Given task —
Gather every line in the material below that contains the string "ceiling", and copy each one. Matching is case-sensitive.

Point annotation dataset records

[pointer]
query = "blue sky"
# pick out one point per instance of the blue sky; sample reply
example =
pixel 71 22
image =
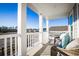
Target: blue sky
pixel 8 17
pixel 8 14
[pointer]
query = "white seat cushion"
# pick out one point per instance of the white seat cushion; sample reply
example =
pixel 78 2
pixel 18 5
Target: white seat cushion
pixel 73 44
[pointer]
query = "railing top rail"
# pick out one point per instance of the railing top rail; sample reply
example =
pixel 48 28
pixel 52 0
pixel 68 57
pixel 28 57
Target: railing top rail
pixel 8 35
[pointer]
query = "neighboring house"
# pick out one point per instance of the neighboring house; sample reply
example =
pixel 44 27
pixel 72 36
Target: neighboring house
pixel 57 30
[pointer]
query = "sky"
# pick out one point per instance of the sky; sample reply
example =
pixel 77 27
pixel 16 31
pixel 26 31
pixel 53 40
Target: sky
pixel 8 14
pixel 8 17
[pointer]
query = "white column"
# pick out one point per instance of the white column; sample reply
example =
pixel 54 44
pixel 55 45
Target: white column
pixel 47 29
pixel 40 29
pixel 22 29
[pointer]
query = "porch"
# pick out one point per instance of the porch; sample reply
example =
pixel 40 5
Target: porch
pixel 37 43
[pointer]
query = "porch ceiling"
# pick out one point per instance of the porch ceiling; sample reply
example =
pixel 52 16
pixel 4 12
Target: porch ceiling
pixel 52 10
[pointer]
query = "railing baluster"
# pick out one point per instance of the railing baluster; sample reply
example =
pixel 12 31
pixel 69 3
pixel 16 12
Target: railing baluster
pixel 5 46
pixel 28 41
pixel 11 46
pixel 31 40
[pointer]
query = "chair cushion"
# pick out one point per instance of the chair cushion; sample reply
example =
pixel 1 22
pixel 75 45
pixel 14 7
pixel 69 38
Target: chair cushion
pixel 65 39
pixel 73 44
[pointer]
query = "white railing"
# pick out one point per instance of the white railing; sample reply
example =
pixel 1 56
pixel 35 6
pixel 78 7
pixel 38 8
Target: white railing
pixel 32 39
pixel 10 42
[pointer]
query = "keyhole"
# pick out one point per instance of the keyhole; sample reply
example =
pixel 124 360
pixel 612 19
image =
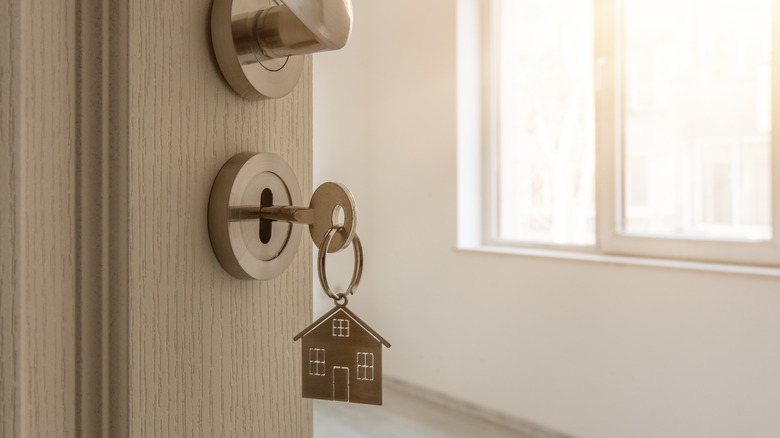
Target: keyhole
pixel 266 200
pixel 337 218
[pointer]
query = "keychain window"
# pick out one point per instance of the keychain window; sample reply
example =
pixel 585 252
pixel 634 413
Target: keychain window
pixel 316 362
pixel 365 366
pixel 341 328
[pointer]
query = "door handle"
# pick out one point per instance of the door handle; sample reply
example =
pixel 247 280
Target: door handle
pixel 259 43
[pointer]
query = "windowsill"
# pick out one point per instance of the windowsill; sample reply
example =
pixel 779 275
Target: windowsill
pixel 623 260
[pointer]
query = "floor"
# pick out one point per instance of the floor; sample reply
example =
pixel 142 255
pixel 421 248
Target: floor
pixel 402 416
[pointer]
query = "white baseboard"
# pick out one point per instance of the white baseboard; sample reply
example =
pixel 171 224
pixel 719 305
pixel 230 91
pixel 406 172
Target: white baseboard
pixel 523 427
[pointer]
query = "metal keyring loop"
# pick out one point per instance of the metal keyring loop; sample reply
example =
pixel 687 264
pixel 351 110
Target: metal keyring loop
pixel 356 274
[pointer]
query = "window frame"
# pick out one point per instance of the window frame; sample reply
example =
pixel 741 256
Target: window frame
pixel 343 329
pixel 610 239
pixel 316 362
pixel 365 367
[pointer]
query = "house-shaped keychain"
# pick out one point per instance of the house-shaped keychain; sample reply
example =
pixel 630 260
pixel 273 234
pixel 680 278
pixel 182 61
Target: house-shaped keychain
pixel 342 359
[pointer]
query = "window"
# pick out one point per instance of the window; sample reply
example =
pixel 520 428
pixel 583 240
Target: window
pixel 365 366
pixel 341 328
pixel 316 362
pixel 638 127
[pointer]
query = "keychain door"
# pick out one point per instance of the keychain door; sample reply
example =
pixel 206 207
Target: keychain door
pixel 341 384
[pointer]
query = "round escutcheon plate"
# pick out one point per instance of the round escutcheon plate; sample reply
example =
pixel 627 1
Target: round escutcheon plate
pixel 231 35
pixel 236 243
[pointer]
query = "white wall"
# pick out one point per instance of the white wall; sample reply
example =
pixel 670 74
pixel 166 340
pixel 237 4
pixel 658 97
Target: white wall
pixel 596 350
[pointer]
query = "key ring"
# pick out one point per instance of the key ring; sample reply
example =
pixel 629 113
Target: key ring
pixel 356 274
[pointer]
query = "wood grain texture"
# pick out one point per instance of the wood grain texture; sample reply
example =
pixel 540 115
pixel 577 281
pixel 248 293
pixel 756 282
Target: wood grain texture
pixel 115 317
pixel 208 355
pixel 9 251
pixel 38 227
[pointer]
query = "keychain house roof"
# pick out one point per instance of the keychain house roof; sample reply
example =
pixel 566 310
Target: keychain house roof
pixel 341 359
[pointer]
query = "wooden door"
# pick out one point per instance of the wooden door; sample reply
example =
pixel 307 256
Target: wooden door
pixel 116 319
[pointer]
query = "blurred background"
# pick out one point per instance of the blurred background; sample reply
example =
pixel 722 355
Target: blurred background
pixel 582 345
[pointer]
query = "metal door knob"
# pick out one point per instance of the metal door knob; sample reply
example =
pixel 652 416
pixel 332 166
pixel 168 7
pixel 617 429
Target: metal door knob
pixel 259 43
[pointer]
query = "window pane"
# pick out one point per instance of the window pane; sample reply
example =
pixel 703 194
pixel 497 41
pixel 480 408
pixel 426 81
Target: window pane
pixel 696 118
pixel 545 121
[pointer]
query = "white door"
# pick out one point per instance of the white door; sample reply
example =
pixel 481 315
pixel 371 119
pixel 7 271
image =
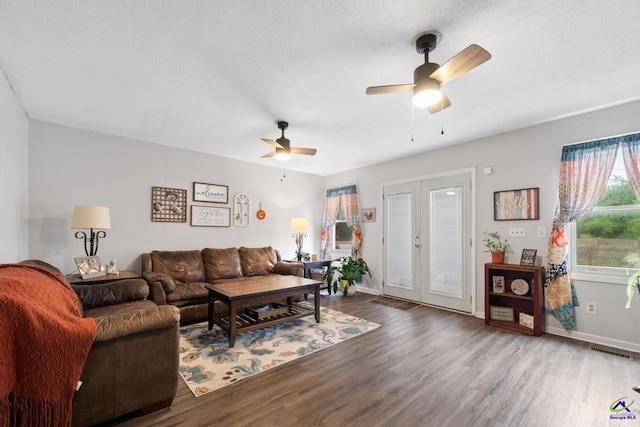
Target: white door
pixel 427 241
pixel 446 233
pixel 402 241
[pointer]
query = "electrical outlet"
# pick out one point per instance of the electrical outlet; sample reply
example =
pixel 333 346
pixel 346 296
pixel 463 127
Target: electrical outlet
pixel 516 232
pixel 542 232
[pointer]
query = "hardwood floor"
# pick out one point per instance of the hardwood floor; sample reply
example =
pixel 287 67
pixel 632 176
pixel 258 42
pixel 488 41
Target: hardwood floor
pixel 422 367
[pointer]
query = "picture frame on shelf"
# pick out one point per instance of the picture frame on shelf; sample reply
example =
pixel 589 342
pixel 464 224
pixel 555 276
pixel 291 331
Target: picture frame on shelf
pixel 526 320
pixel 505 314
pixel 369 215
pixel 528 257
pixel 498 284
pixel 90 266
pixel 516 205
pixel 210 193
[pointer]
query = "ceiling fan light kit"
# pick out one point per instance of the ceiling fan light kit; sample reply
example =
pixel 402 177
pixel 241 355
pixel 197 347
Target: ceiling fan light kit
pixel 282 145
pixel 428 77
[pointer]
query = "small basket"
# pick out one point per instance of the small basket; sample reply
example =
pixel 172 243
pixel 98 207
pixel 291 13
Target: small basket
pixel 264 311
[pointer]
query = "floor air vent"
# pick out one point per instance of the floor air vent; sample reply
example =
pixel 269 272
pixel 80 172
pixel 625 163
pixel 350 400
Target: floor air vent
pixel 611 351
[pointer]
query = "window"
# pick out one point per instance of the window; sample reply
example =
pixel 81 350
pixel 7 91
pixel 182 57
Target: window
pixel 606 242
pixel 342 234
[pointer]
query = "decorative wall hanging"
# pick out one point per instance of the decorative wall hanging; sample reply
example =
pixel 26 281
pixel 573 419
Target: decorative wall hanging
pixel 168 204
pixel 516 205
pixel 241 209
pixel 369 215
pixel 261 214
pixel 207 216
pixel 212 193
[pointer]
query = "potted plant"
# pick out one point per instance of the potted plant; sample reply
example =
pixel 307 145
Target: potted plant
pixel 496 246
pixel 634 281
pixel 347 271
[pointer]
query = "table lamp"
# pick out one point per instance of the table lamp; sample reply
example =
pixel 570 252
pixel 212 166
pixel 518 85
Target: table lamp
pixel 91 217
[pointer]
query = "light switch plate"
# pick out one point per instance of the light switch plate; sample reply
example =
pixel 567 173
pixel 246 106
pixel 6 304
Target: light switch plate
pixel 516 232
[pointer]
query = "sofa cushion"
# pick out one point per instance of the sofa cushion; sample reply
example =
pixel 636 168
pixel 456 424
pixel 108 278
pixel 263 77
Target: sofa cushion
pixel 131 318
pixel 188 291
pixel 111 293
pixel 183 266
pixel 257 261
pixel 221 263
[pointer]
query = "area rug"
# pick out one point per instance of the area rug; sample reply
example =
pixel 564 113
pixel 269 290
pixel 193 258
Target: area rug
pixel 207 363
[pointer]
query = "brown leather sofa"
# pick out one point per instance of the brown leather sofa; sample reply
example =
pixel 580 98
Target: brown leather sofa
pixel 179 277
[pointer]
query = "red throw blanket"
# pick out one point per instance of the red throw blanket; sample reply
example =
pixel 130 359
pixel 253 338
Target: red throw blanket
pixel 44 342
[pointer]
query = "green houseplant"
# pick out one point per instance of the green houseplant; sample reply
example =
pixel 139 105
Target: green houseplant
pixel 347 272
pixel 634 281
pixel 496 246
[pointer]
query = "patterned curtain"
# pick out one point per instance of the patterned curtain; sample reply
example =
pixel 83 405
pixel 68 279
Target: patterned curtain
pixel 584 171
pixel 331 204
pixel 631 157
pixel 348 196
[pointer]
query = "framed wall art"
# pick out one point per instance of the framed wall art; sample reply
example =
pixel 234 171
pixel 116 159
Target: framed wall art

The solution —
query = "porch ceiling"
# pick out one point per instance of the porch ceiling; sample reply
Target: porch ceiling
query = "ceiling fan light kit"
# pick out one point per instance of the ceiling fan light kit; sample reply
Target: ceiling fan light kit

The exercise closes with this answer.